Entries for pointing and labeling
--- --- ---

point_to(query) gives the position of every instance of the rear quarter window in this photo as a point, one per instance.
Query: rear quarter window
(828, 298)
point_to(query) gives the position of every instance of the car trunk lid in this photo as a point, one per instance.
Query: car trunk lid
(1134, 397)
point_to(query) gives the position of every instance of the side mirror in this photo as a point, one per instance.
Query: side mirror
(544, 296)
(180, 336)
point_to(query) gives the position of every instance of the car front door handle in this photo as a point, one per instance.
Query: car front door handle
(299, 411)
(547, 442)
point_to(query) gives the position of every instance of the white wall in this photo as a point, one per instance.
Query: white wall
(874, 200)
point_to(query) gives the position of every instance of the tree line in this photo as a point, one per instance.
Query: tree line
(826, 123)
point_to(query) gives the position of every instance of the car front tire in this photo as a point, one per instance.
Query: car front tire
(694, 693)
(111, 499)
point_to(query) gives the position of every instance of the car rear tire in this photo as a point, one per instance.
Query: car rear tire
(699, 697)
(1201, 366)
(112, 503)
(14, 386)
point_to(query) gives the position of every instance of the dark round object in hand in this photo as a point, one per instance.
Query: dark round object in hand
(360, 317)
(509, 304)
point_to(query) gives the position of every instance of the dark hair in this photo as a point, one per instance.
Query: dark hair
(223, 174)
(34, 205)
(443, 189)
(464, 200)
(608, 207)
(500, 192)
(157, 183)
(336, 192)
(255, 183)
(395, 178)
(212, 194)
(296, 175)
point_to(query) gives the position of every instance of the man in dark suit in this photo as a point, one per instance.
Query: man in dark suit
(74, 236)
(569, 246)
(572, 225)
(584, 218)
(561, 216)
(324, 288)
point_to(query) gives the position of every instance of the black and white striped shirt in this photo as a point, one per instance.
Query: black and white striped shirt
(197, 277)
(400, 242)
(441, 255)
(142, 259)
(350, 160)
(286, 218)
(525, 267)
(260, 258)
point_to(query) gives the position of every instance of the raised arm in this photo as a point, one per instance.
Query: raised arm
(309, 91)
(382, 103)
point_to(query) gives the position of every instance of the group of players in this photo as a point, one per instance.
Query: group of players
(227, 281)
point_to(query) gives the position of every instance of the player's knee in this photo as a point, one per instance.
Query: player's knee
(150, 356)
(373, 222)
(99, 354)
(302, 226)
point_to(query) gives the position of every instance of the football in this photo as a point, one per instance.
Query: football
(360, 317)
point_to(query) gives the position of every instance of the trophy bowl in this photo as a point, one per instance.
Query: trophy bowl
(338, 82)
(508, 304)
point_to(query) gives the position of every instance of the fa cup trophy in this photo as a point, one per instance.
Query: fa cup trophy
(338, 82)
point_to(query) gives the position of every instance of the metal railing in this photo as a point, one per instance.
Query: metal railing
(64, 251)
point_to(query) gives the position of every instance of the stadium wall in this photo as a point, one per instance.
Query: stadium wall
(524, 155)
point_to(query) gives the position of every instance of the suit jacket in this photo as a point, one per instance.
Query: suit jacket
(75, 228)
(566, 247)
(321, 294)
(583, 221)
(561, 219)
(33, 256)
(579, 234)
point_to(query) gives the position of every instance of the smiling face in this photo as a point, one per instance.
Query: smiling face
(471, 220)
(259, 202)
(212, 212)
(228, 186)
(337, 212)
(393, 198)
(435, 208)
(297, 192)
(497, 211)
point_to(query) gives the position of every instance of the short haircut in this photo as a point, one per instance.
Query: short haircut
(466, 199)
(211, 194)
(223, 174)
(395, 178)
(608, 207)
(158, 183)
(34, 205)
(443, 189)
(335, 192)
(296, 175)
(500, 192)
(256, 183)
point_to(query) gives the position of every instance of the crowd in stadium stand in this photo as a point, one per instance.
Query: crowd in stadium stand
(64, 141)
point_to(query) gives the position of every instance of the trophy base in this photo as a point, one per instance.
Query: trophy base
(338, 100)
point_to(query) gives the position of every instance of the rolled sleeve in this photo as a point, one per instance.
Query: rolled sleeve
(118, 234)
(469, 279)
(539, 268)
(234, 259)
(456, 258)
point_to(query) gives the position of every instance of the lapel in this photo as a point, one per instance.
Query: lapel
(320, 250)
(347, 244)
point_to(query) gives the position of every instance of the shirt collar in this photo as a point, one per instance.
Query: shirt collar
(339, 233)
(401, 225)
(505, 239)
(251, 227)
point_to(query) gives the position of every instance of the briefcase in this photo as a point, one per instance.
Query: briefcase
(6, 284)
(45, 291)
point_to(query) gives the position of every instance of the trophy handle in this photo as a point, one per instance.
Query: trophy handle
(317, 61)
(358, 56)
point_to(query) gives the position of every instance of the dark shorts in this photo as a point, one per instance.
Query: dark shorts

--- --- ---

REQUEST
Retype every line of the listing above without changing a single character.

THE RESPONSE
point_to(query) gives the position of every instance of the rear quarter window in this photo as a point, one per instance.
Query: rear quarter window
(828, 298)
point_to(query) gives the position of every instance of the car trunk lid in this photo as a point, one per instance.
Query: car trunk lid
(1134, 397)
point_to(query) gives the position of every instance of the side mirror in this photo as a point, one per instance.
Query: side mirror
(544, 296)
(180, 336)
point_to(query) gives the position of every instance of the car front door handle in this photo as a point, one per instance.
Query: car front door handle
(299, 411)
(547, 442)
point_to(query) gives the position of every instance of the white wall in this photo as a point, one per instance.
Query: white wall
(874, 200)
point_to(query) gives the position of every instance of the tree line in this photo as a point, one per instance.
Query: tree line
(826, 123)
point_to(query) gives the position of every instance of the car front tire in this photo as a point, one per instance.
Query: car front tire
(694, 693)
(111, 499)
point_to(query) gives the position of every instance of the car rear tire in this photo as a point, one per instance.
Query: car rear tire
(699, 697)
(1201, 366)
(112, 503)
(14, 386)
point_to(query) gives the position of every instance of the dark round object in hand in this photo as a point, one per instance.
Query: dark round object in hand
(360, 317)
(509, 304)
point_to(query) gives the position of every instance of the dark hair in this photo as a point, one per instance.
Query: dark hair
(223, 174)
(34, 205)
(443, 189)
(464, 200)
(608, 207)
(500, 192)
(157, 183)
(336, 192)
(255, 183)
(395, 178)
(212, 194)
(296, 175)
point_to(query) gives the position of every instance of the man in dark suit in this photo as a point, one per instance.
Query: man in dark suit
(74, 236)
(569, 246)
(572, 225)
(584, 218)
(561, 216)
(324, 288)
point_to(query) gives the position of every instance of the black and white striped shirt in this photo as a point, one per instance.
Query: black and white striped shirt
(197, 277)
(400, 242)
(441, 255)
(142, 259)
(350, 160)
(286, 218)
(525, 267)
(260, 258)
point_to(query) gives the position of every instance of the raised arm in this photo as a point, one per instance.
Query: raised arm
(309, 91)
(382, 103)
point_to(query) gives the position of every instance of the group of players in this photo as a point, one per instance.
Query: group of players
(227, 281)
point_to(query) gives the position of every instance of the player's knee in this photo as a point, one per instance.
Query: player's knee
(150, 356)
(373, 222)
(99, 354)
(302, 226)
point_to(query) gives the position of every instance of the football in this photo as a point, one per instance.
Query: football
(360, 317)
point_to(query) gives the position of every instance of the trophy bowl in this photo as a point, one per instance.
Query: trophy bowl
(338, 82)
(508, 304)
point_to(query) gives the position of every instance of the fa cup trophy in this photo as a point, one per instance.
Query: fa cup trophy
(338, 82)
point_to(query) gives the position of every instance of the metal railing in this photo as a point, one per instance.
Query: metal railing
(64, 251)
point_to(query) gives the position of every instance of the stadium wall in this photo as a point, one per instance.
Query: stadium wall
(524, 155)
point_to(query) gives the position of every instance of the suit jacket in this photo as a point, one per instance.
Query: suit jacket
(75, 228)
(566, 247)
(321, 294)
(583, 221)
(561, 219)
(33, 256)
(579, 234)
point_to(query) gives the position of every instance of the smiling face in this photo as a point, one per instance.
Query: smiling face
(471, 220)
(259, 202)
(212, 212)
(228, 186)
(337, 212)
(393, 198)
(435, 208)
(297, 192)
(497, 211)
point_to(query) gives the position of every instance of the short haircut in this photo as a point, one per instance.
Query: short haircut
(466, 199)
(211, 194)
(223, 174)
(395, 178)
(608, 207)
(158, 183)
(34, 205)
(443, 189)
(335, 192)
(296, 175)
(500, 192)
(256, 183)
point_to(query) gives the position of every instance of the crowd in stadium stand in this photo as a point, one per instance.
Query: crowd in stadium stand
(64, 141)
point_to(query) gives the position of every instance of the trophy base in this photo as a point, one per instance.
Query: trophy base
(338, 100)
point_to(query) gives the position of every instance of the rolled sleeve in this photo as a point, one per instance.
Query: rolled sleeve
(118, 234)
(469, 279)
(539, 268)
(234, 259)
(456, 258)
point_to(query) gives the position of every instance of the lapel in this photo as a point, one per instance.
Query: lapel
(320, 250)
(347, 244)
point_to(query) gives the position of every instance of the shirt collar in this photo as a point, one per instance.
Query: shirt collar
(339, 233)
(401, 225)
(505, 239)
(251, 227)
point_to(query) gives the position of every instance of the briefcase in this photo as a point, one per instance.
Query: briefcase
(6, 284)
(45, 291)
point_to(query) gives the position of every instance of the trophy handle in this photo as a point, one per instance.
Query: trophy handle
(317, 61)
(358, 56)
point_to(query) gives the position of every instance of the dark shorts in this photo as a point, one per instance.
Query: dark shorts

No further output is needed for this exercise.